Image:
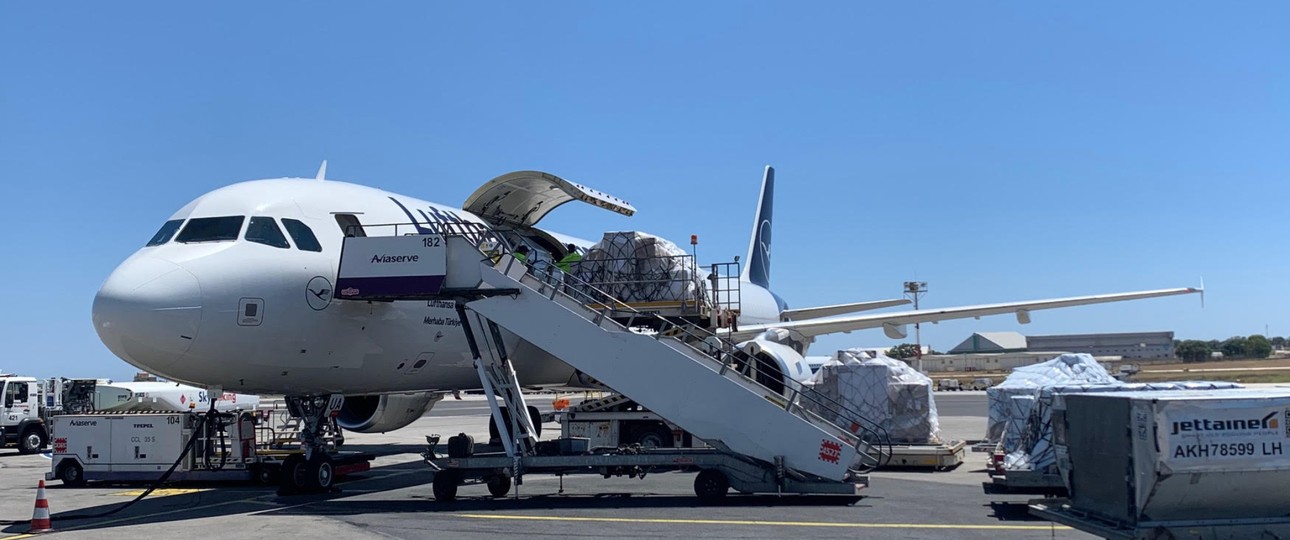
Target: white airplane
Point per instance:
(236, 291)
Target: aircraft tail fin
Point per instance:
(756, 270)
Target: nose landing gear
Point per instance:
(312, 469)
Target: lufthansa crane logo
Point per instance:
(317, 293)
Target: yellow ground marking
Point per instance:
(163, 491)
(774, 523)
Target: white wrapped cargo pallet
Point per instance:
(1017, 416)
(884, 391)
(1063, 370)
(639, 267)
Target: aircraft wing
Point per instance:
(893, 324)
(828, 311)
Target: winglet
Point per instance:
(757, 270)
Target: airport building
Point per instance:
(1125, 346)
(1005, 351)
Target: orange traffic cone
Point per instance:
(40, 514)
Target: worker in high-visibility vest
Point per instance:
(570, 259)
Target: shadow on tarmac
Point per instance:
(230, 499)
(1012, 511)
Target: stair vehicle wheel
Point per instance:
(445, 486)
(71, 473)
(31, 441)
(498, 485)
(652, 436)
(711, 485)
(321, 473)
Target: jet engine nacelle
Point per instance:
(379, 414)
(774, 365)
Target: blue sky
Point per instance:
(1000, 151)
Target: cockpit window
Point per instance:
(263, 230)
(210, 230)
(165, 232)
(302, 235)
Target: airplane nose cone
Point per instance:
(148, 312)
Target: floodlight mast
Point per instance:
(915, 290)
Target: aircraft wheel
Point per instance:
(711, 485)
(321, 473)
(499, 485)
(445, 486)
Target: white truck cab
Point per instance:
(21, 423)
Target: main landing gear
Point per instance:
(312, 469)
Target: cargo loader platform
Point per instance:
(717, 472)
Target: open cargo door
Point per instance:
(524, 197)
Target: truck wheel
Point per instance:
(266, 474)
(71, 473)
(498, 485)
(321, 473)
(652, 436)
(294, 473)
(711, 485)
(31, 441)
(445, 486)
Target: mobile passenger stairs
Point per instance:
(761, 440)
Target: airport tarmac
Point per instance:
(394, 500)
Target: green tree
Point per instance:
(903, 351)
(1233, 347)
(1192, 351)
(1258, 347)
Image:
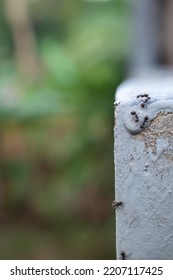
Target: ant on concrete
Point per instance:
(146, 118)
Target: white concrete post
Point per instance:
(144, 168)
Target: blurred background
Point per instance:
(60, 62)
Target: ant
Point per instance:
(145, 101)
(142, 95)
(123, 255)
(146, 118)
(116, 204)
(136, 116)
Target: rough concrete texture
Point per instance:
(144, 180)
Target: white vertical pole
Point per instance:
(144, 168)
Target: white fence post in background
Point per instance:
(144, 168)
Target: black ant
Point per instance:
(136, 116)
(116, 204)
(142, 95)
(123, 255)
(146, 118)
(145, 101)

※ ※ ※

◆ **WHAT YOU SHOULD DO**
Copy out the whole listing above, line for line, leaving out the pictures.

◆ **WRITTEN SOLUTION**
Image:
Target: white airplane
Point per instance:
(236, 291)
Target: aircraft tail fin
Point per instance:
(756, 270)
Target: nose landing gear
Point per instance:
(312, 469)
Target: lufthansa crane logo
Point per instance:
(317, 293)
Target: yellow ground marking
Point per instance:
(163, 491)
(774, 523)
Target: white wrapped cargo pallet
Point per instance:
(1017, 416)
(884, 391)
(1063, 370)
(639, 267)
Target: aircraft wing
Point per instance:
(893, 324)
(828, 311)
Target: winglet
Point per instance:
(757, 270)
Target: airport building
Point per instance:
(1125, 346)
(1005, 351)
Target: orange traffic cone
Point per instance:
(40, 514)
Target: worker in high-visibility vest
Point per instance:
(570, 259)
Target: shadow on tarmac
Point per instance:
(230, 499)
(1012, 511)
Target: stair vehicle wheel
Point per instance:
(445, 486)
(71, 473)
(31, 441)
(498, 485)
(652, 436)
(711, 485)
(321, 473)
Target: jet engine nacelle
Point per instance:
(379, 414)
(774, 365)
Target: blue sky
Point per instance:
(1000, 151)
Target: cockpit window
Point per instance:
(263, 230)
(210, 230)
(165, 232)
(302, 235)
Target: airplane nose cone
Point per instance:
(148, 312)
Target: floodlight mast
Point per instance:
(915, 290)
Target: aircraft wheel
Point per instance:
(711, 485)
(321, 473)
(499, 485)
(445, 486)
Target: white truck cab
Point per instance:
(21, 423)
Target: main landing gear
Point per instance:
(312, 469)
Target: cargo loader platform
Point per instance:
(717, 472)
Target: open cargo door
Point per instance:
(524, 197)
Target: truck wheel
Point per instance:
(266, 474)
(71, 473)
(498, 485)
(321, 473)
(652, 436)
(294, 473)
(711, 485)
(31, 441)
(445, 486)
Target: mobile passenger stairs
Point per instance:
(761, 440)
Target: airport tarmac
Point per instance:
(394, 500)
Target: green tree
Point per instance:
(903, 351)
(1233, 347)
(1192, 351)
(1258, 347)
Image:
Target: ant on concrete
Point per instance:
(146, 118)
Target: white concrete post
Point per instance:
(144, 168)
Target: blurred background
Point per instance:
(60, 62)
Target: ant
Point per instance:
(145, 101)
(142, 95)
(123, 255)
(146, 118)
(116, 204)
(136, 116)
Target: rough concrete texture
Point per instance:
(144, 180)
Target: white vertical pole
Point per instance:
(144, 168)
Target: white fence post in background
Point per instance:
(144, 168)
Target: black ant
Point per instance:
(136, 116)
(116, 204)
(142, 95)
(123, 255)
(146, 118)
(145, 101)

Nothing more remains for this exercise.